--- YOUR GOAL ---
Go through the material below, find each line with the word "parking", and copy those lines.

--- INFORMATION SUPPLIED ---
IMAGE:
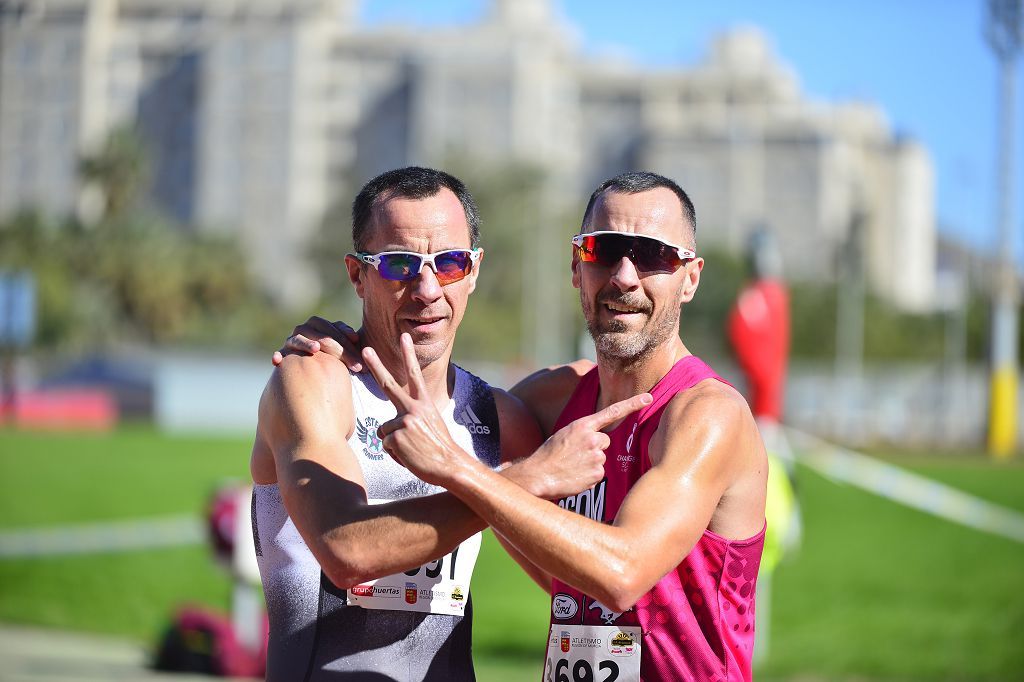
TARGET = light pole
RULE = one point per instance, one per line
(1004, 33)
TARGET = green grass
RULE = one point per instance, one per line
(877, 592)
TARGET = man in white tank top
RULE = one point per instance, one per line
(366, 568)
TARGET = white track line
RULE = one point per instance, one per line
(99, 538)
(905, 487)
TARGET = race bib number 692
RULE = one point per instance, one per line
(593, 653)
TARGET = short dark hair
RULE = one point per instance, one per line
(410, 182)
(633, 182)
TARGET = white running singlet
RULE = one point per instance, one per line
(414, 627)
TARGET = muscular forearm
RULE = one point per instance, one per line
(596, 558)
(370, 541)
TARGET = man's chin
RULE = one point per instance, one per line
(622, 345)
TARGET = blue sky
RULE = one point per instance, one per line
(925, 62)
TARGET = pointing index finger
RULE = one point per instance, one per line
(617, 411)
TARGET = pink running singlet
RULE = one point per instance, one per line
(697, 622)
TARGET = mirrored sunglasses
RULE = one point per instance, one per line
(449, 266)
(647, 253)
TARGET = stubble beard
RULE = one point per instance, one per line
(620, 347)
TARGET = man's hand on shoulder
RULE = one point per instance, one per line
(546, 391)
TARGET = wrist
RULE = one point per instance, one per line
(521, 473)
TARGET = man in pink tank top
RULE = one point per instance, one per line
(652, 570)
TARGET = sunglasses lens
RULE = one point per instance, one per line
(604, 249)
(646, 253)
(651, 254)
(453, 266)
(399, 266)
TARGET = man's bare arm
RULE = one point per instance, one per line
(660, 519)
(306, 419)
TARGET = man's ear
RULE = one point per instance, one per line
(692, 279)
(475, 272)
(355, 272)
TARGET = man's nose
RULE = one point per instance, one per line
(625, 274)
(426, 289)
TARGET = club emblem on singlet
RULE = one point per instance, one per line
(368, 435)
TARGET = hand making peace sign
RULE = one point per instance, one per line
(572, 459)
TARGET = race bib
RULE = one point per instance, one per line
(440, 586)
(593, 653)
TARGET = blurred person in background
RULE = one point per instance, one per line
(652, 570)
(333, 512)
(759, 331)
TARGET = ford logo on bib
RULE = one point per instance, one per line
(563, 606)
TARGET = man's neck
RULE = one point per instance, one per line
(437, 376)
(623, 381)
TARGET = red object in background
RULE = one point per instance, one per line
(759, 330)
(221, 517)
(201, 641)
(70, 409)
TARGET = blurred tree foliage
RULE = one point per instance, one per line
(130, 276)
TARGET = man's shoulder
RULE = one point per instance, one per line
(545, 392)
(303, 383)
(710, 398)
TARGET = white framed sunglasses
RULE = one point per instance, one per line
(647, 253)
(450, 266)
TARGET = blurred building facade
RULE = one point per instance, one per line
(257, 113)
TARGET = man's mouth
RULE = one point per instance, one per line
(621, 308)
(424, 324)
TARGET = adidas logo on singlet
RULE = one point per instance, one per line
(472, 423)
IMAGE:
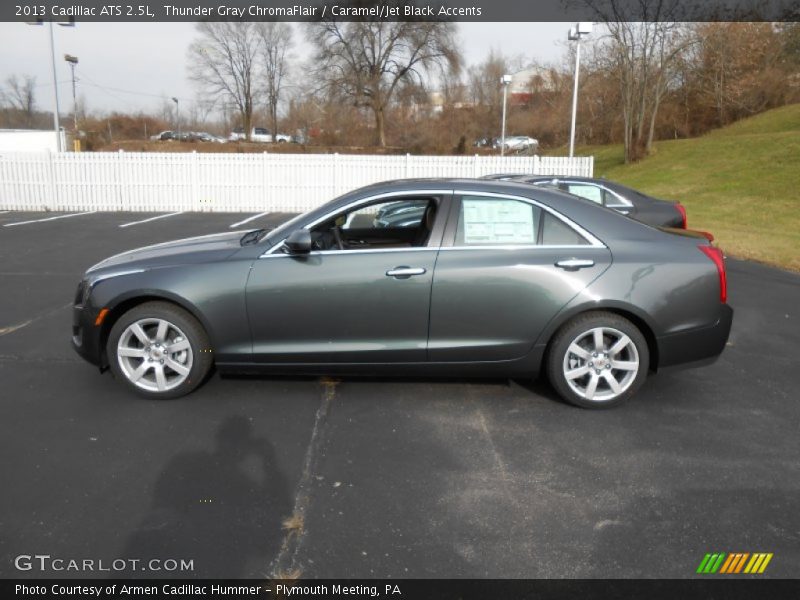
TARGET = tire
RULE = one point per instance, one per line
(159, 351)
(620, 354)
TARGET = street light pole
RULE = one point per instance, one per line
(56, 124)
(177, 116)
(73, 61)
(575, 34)
(505, 80)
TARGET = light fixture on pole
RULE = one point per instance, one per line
(177, 116)
(505, 81)
(575, 34)
(73, 61)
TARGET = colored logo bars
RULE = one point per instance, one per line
(741, 562)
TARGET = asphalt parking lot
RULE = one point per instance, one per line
(389, 478)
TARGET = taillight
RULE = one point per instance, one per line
(716, 256)
(682, 211)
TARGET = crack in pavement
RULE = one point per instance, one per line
(285, 566)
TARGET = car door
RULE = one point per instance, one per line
(506, 268)
(366, 304)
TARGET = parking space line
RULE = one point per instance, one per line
(18, 326)
(88, 212)
(248, 219)
(152, 219)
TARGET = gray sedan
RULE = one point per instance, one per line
(498, 279)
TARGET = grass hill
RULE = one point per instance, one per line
(741, 182)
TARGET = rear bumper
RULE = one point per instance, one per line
(86, 336)
(696, 347)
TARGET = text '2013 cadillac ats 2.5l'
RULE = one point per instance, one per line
(432, 278)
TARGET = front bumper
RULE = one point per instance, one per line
(696, 347)
(86, 336)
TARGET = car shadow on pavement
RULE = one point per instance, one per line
(221, 509)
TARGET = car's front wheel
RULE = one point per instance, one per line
(159, 350)
(598, 360)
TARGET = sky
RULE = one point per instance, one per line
(134, 66)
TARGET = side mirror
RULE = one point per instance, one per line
(299, 242)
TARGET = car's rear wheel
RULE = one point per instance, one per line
(159, 350)
(598, 360)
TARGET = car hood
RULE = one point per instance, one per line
(190, 250)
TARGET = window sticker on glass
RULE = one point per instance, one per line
(497, 222)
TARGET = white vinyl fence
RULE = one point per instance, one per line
(134, 181)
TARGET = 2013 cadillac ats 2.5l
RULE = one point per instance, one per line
(487, 279)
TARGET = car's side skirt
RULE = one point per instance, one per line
(527, 366)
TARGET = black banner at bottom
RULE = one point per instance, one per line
(409, 589)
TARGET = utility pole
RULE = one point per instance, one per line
(505, 81)
(177, 116)
(575, 34)
(76, 142)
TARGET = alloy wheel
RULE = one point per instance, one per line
(601, 364)
(154, 354)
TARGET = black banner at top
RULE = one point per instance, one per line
(400, 10)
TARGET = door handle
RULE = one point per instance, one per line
(405, 272)
(573, 264)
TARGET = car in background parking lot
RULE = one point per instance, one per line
(517, 143)
(260, 135)
(164, 136)
(496, 279)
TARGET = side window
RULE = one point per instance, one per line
(486, 221)
(557, 233)
(590, 192)
(397, 213)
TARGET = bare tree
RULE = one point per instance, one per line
(643, 42)
(275, 40)
(20, 95)
(367, 61)
(224, 61)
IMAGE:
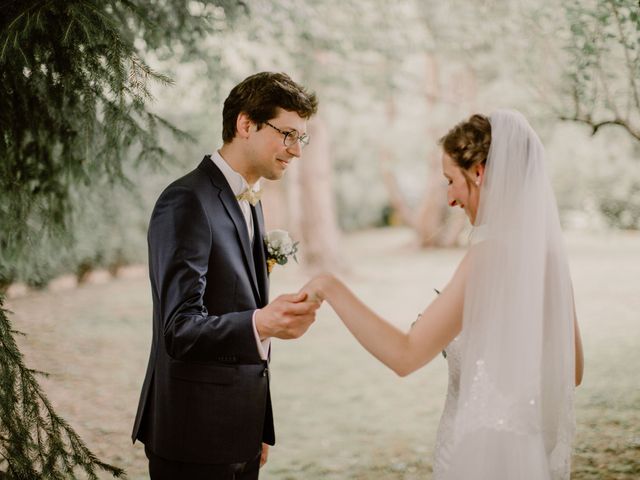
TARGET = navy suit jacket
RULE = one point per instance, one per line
(205, 397)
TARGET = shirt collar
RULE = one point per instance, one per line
(236, 181)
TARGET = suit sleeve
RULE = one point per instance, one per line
(179, 248)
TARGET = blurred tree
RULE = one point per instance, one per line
(603, 70)
(73, 94)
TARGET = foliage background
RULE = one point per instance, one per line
(545, 59)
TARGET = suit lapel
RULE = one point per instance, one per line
(232, 207)
(259, 252)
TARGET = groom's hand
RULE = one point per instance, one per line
(288, 316)
(264, 455)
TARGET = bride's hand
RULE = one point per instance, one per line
(316, 288)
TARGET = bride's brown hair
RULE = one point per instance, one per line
(468, 142)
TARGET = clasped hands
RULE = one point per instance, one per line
(290, 315)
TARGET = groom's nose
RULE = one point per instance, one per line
(295, 150)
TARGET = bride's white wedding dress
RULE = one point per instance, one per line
(444, 438)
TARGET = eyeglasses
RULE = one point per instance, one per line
(291, 137)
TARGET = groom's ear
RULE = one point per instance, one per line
(243, 125)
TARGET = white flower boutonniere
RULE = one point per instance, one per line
(280, 247)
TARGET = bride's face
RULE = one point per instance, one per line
(462, 191)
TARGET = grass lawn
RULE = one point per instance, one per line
(339, 413)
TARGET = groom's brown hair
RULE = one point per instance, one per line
(260, 95)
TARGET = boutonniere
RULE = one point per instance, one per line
(280, 247)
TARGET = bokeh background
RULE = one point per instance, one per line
(366, 200)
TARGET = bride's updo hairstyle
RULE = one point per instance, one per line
(468, 143)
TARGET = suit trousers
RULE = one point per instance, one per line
(163, 469)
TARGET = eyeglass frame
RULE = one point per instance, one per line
(302, 139)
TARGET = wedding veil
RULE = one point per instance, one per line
(515, 406)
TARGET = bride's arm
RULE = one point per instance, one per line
(402, 352)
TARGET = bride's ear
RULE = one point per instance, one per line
(479, 174)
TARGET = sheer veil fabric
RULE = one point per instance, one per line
(515, 408)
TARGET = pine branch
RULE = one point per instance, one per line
(36, 442)
(596, 125)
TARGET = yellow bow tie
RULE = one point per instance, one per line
(251, 196)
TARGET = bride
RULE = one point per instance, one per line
(506, 319)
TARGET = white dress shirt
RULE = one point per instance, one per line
(238, 185)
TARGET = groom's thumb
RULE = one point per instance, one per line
(297, 297)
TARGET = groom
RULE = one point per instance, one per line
(205, 408)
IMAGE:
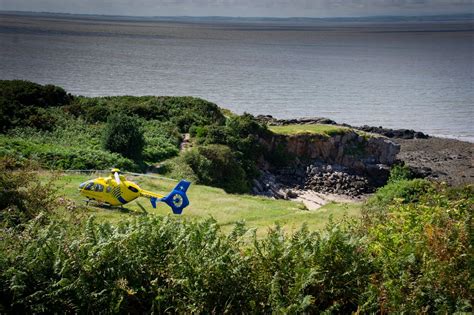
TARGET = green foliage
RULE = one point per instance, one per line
(423, 251)
(242, 134)
(54, 156)
(24, 103)
(165, 265)
(216, 165)
(123, 134)
(22, 194)
(399, 172)
(414, 256)
(161, 140)
(27, 93)
(183, 112)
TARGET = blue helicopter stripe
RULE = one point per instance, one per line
(121, 199)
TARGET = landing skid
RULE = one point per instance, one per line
(102, 205)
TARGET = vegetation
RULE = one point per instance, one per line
(409, 256)
(59, 131)
(123, 135)
(409, 251)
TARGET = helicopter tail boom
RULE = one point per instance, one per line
(176, 199)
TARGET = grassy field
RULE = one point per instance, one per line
(327, 130)
(227, 209)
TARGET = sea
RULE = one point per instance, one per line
(415, 74)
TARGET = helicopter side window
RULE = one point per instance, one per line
(132, 189)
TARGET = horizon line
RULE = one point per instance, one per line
(467, 15)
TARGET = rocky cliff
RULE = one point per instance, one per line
(348, 163)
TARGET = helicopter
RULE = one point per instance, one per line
(115, 190)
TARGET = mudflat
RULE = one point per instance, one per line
(448, 160)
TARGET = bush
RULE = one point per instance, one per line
(27, 93)
(161, 141)
(216, 165)
(63, 157)
(24, 103)
(421, 250)
(123, 135)
(22, 194)
(399, 172)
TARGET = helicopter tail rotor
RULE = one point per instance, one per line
(176, 199)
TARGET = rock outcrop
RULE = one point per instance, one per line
(386, 132)
(347, 164)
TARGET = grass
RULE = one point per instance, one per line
(321, 129)
(258, 212)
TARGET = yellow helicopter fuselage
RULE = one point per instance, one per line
(107, 190)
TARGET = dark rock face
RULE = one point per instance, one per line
(394, 133)
(270, 120)
(347, 164)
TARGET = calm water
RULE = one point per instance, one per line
(413, 76)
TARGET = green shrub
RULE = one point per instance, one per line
(54, 156)
(28, 93)
(123, 134)
(22, 194)
(161, 141)
(421, 250)
(24, 103)
(216, 165)
(399, 172)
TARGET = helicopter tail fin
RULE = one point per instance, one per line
(176, 199)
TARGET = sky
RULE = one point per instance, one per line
(245, 8)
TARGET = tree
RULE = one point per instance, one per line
(123, 134)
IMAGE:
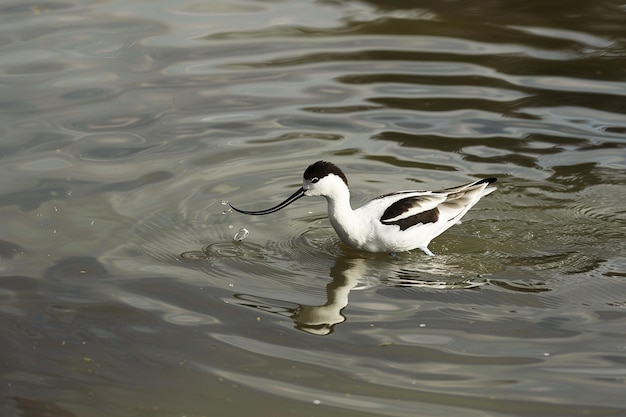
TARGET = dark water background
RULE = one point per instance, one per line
(125, 125)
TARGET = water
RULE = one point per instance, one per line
(129, 288)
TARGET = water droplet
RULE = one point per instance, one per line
(241, 235)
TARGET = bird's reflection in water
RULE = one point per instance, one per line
(347, 274)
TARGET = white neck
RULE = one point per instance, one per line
(343, 219)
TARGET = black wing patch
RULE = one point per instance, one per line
(402, 206)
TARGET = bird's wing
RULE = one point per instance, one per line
(410, 210)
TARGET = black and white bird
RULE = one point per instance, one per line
(394, 222)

--- EXERCISE SOLUTION ---
TARGET = asphalt parking lot
TARGET = parking space line
TARGET = car in background parking lot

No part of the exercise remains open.